## Directions for this task
Return every line of the data from the one containing "Target: white pants" down to the one containing "(1132, 279)", unchanged and including both of those lines.

## Data to use

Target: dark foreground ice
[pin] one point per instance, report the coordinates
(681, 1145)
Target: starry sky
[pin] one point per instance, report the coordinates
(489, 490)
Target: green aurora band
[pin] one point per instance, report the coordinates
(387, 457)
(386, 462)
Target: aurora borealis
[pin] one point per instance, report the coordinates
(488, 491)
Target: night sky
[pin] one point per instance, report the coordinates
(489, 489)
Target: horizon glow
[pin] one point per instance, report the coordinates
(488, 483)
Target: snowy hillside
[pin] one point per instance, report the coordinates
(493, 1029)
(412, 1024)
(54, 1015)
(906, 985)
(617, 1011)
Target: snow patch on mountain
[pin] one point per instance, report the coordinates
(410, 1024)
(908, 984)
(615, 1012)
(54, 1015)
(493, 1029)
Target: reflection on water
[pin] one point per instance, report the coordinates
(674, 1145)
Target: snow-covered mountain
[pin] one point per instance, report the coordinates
...
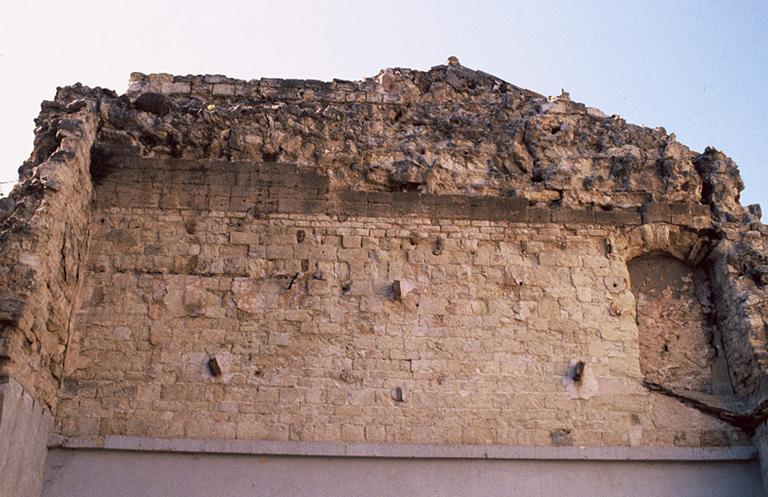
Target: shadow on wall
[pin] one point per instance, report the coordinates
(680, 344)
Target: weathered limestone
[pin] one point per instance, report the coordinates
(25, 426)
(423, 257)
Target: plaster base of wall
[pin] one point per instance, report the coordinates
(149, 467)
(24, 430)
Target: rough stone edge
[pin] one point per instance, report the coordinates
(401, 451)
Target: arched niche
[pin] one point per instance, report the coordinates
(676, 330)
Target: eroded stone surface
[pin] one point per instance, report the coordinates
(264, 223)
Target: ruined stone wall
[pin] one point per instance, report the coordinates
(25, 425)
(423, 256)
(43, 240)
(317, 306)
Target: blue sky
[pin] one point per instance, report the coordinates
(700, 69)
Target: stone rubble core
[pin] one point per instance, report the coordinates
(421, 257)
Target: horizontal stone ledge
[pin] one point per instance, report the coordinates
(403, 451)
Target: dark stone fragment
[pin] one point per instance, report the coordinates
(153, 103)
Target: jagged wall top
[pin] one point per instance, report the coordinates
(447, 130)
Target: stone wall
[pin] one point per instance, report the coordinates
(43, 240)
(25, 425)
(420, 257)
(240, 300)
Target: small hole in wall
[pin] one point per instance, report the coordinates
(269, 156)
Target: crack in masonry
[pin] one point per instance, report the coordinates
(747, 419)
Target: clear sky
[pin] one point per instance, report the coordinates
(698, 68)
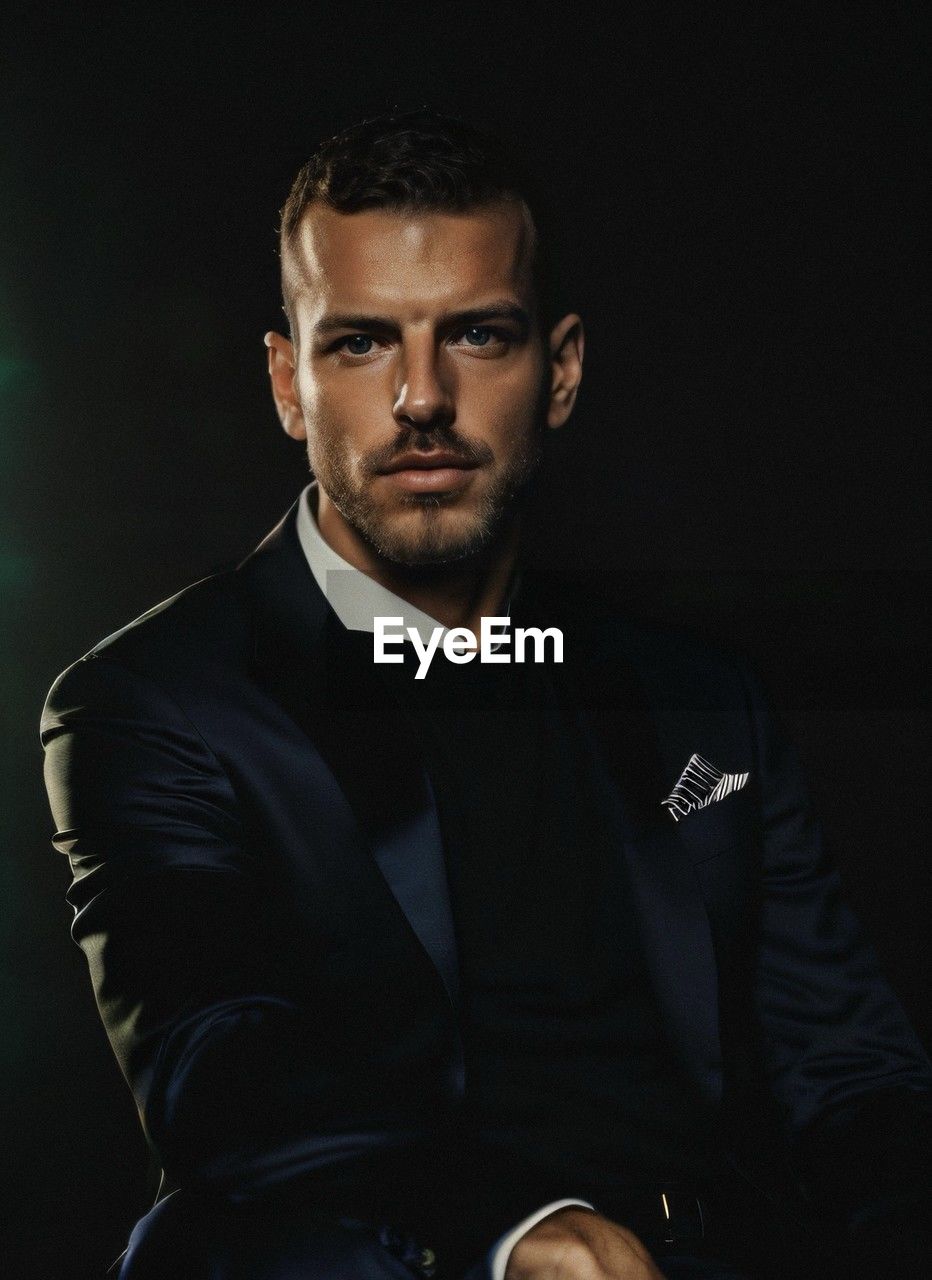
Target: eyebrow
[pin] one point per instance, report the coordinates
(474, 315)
* * *
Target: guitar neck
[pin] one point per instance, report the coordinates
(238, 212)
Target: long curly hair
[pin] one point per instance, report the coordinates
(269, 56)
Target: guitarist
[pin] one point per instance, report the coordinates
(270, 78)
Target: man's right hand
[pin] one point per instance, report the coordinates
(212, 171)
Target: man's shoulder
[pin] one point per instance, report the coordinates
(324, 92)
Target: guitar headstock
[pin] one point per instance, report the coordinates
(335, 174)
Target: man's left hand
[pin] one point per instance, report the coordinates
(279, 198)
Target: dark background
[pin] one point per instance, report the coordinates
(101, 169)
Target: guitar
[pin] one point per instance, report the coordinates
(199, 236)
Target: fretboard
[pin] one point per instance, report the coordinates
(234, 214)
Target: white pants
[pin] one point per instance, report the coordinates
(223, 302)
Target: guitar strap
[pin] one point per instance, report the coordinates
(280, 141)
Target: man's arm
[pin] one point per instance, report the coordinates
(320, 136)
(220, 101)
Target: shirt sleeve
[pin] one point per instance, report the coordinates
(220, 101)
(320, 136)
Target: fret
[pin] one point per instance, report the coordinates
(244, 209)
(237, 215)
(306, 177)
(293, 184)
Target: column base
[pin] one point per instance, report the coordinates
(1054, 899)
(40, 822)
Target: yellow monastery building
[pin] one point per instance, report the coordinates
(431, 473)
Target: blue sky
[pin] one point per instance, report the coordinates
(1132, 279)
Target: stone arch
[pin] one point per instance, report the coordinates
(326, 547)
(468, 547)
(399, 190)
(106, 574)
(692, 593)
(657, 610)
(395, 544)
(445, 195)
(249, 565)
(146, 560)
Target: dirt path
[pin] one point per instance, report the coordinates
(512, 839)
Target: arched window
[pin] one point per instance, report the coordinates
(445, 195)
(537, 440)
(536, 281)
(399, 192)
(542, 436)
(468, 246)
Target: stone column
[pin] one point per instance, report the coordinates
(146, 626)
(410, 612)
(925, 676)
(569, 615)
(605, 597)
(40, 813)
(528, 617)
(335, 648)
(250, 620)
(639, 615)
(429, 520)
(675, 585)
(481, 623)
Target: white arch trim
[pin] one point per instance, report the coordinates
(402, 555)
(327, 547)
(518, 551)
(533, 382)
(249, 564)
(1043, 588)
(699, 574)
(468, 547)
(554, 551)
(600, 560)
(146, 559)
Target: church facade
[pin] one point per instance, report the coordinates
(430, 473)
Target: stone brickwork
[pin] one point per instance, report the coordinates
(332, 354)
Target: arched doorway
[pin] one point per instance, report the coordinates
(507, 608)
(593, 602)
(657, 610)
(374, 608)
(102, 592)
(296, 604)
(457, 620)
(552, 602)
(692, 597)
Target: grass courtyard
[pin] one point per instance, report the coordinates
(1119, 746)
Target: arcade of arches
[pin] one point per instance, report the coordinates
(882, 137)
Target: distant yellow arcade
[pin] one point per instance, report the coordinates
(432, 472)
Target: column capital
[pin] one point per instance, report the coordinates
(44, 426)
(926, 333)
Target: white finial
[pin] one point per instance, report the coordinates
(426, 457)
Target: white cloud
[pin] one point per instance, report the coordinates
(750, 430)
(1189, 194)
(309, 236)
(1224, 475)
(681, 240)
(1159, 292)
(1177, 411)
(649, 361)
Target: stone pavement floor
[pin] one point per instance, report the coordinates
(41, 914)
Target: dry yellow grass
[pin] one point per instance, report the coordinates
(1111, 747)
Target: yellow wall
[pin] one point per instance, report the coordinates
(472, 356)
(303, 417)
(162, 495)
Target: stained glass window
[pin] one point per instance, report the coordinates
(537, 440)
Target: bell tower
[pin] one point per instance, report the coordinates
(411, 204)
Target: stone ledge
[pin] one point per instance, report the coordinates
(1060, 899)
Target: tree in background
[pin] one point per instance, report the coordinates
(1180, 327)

## Result
Target: white pants
[pin] one point per instance, report the coordinates
(223, 302)
Target: guitar strap
[pin] one point per instance, report the coordinates
(280, 141)
Target: man's arm
[pin] one point per instance, report the coordinates
(320, 136)
(220, 101)
Target: shirt sleeve
[pin] one point per instance, report the coordinates
(220, 101)
(320, 136)
Target: fret
[pin] one point per instance, report the coordinates
(244, 209)
(237, 215)
(306, 177)
(293, 184)
Target: column base
[pin] one point per instance, report the coordinates
(1054, 899)
(40, 822)
Target: yellow monastery building
[pin] one point per instance, report the coordinates
(431, 473)
Target: blue sky
[pin] one point per instance, report the coordinates
(1132, 279)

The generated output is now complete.